Aim:
Reproduce all of the material, substituting "Reference Card" for every occurrence of "Model Card" and leaving everything else unchanged. Omit the pictures.

Data shown:
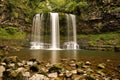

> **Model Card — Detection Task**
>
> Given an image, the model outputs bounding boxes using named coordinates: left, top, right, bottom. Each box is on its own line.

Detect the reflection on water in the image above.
left=9, top=49, right=120, bottom=64
left=51, top=50, right=58, bottom=64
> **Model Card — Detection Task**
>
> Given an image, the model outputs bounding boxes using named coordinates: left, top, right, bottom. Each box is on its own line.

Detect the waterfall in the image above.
left=31, top=14, right=44, bottom=49
left=30, top=13, right=79, bottom=50
left=50, top=13, right=60, bottom=49
left=64, top=14, right=79, bottom=49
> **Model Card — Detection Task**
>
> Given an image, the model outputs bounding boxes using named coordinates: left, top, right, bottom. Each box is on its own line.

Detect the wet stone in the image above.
left=97, top=63, right=105, bottom=69
left=48, top=72, right=58, bottom=78
left=65, top=71, right=72, bottom=78
left=0, top=66, right=5, bottom=77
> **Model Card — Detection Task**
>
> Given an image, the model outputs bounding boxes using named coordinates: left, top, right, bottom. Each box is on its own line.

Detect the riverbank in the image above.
left=77, top=33, right=120, bottom=52
left=0, top=55, right=120, bottom=80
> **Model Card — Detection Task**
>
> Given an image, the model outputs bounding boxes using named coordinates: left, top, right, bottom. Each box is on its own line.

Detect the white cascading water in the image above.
left=30, top=14, right=44, bottom=49
left=64, top=14, right=79, bottom=49
left=50, top=13, right=60, bottom=50
left=30, top=13, right=79, bottom=50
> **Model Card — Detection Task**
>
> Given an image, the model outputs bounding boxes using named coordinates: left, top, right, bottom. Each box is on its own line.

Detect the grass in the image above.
left=77, top=33, right=120, bottom=45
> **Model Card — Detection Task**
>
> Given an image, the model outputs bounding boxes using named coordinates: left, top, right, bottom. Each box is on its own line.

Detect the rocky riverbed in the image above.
left=0, top=55, right=120, bottom=80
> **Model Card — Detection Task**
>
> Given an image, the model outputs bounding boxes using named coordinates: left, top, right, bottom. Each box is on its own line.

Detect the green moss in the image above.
left=78, top=33, right=120, bottom=45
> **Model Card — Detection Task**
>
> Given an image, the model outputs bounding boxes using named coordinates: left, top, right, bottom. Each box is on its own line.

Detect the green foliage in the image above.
left=0, top=26, right=26, bottom=39
left=5, top=26, right=18, bottom=35
left=78, top=33, right=120, bottom=45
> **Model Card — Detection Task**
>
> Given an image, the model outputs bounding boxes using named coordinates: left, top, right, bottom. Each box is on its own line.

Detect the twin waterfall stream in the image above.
left=30, top=13, right=79, bottom=50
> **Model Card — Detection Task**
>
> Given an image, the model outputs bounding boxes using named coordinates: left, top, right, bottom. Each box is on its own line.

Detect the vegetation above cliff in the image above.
left=0, top=0, right=120, bottom=34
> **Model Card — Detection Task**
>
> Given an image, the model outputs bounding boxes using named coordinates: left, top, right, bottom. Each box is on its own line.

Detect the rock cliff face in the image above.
left=0, top=0, right=120, bottom=34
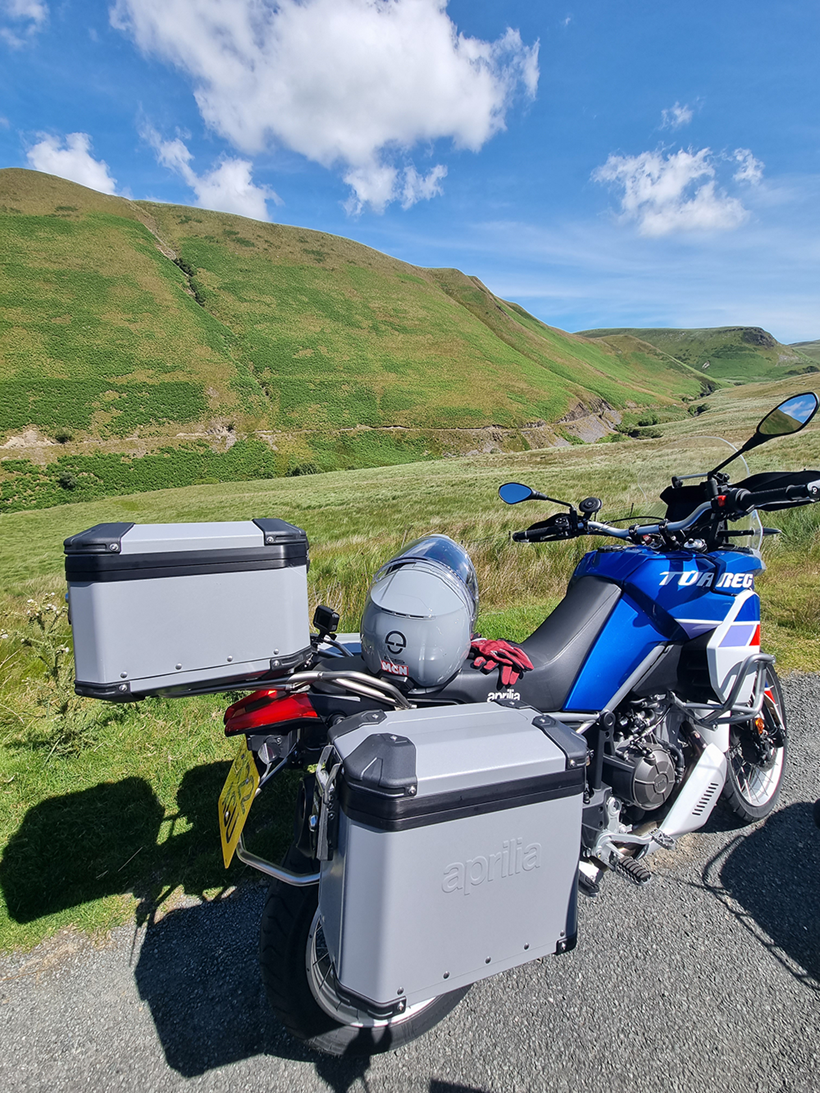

Solved problem:
> **Reference Card — Detection Task**
>
> Given an image, the model outputs bounding boxes using named coordinates: left, top, right, bottom. Each box is on its own line.

Detect the reflection on water in the image above.
left=9, top=49, right=120, bottom=64
left=51, top=50, right=58, bottom=64
> **Reference Card — Detection Task**
>
> Given an image, the model outputs bounding boxes using named coordinates: left, top, right, bottom. Each box is on its own line.

Detect the waterfall in the image above.
left=31, top=14, right=44, bottom=49
left=30, top=13, right=79, bottom=50
left=50, top=13, right=60, bottom=49
left=64, top=14, right=79, bottom=49
> **Reference Card — Detection Task**
>
> Given an image, the model outputs bounding boxes using named coordinates: left, top, right, bottom. Each box is on its own line.

Detect the wet stone in the image above.
left=97, top=63, right=105, bottom=69
left=48, top=72, right=58, bottom=78
left=65, top=71, right=72, bottom=78
left=0, top=66, right=5, bottom=77
> **Reference Card — Detection Task**
>
> Given an image, the model outputs bounding boxes using named coordinates: left, top, right, bottom. Each box is on its own line.

Detect the riverbank in the image above.
left=77, top=33, right=120, bottom=52
left=0, top=55, right=120, bottom=80
> **Reference Card — Detection Task**
>
> Given an image, the model outputs bounding boxes using named coordinates: left, top, right, bottom. Each box is on its own line.

Detect the white cascading water in the image above.
left=30, top=14, right=44, bottom=49
left=64, top=14, right=79, bottom=49
left=50, top=13, right=60, bottom=50
left=30, top=13, right=79, bottom=50
> **Reference Card — Detection Task**
>
> Given an image, the model outputs bounding boxes using named coordinates: left, top, right, bottom. Each box is on its own line.

Detect the grass in the image above.
left=77, top=33, right=120, bottom=45
> **Reference Card — Detection Task**
>
> Given an image, the model outputs bounding boxes using named coordinates: left, top, right, bottom. Each box is on its own line.

Detect the rocky riverbed in the image above.
left=0, top=55, right=120, bottom=80
> **Reference Card — Detection Task**
>
> Given an image, the model outputs bounding boxes using named coordinates: left, top, right, bottom. Each box is on its own line.

Detect the green moss in the image above.
left=78, top=33, right=120, bottom=45
> **Reference Card — Detection Task**
>
> Given an image, the model outputs bounding boxes using named coordinates: left, top, right, bottom. Each box is on its own line.

Detect the green foliage in the image above.
left=0, top=26, right=26, bottom=39
left=5, top=26, right=18, bottom=35
left=78, top=33, right=120, bottom=45
> **Reference Card — Detection Task**
>
> Given an image, the model outputs bounding boxes using named coordinates: left, top, right, bottom. Each box is on its own line.

Detect the twin waterfall stream in the image above.
left=30, top=13, right=79, bottom=50
> **Reference Card — Detection Task**
>
> Given an image, the model outputs bounding boxes using named coordinates: left, top, right, bottom. Each box is on its own line.

Detect the vegetation above cliff in the image above.
left=0, top=0, right=120, bottom=34
> **Reference Card — Detection Task**
>
> Given an image, the model outputs bounding boxes using named coordinates: left, top, right, bottom. Each box is on its own line.

Detect the rock cliff face in the image above.
left=0, top=0, right=120, bottom=34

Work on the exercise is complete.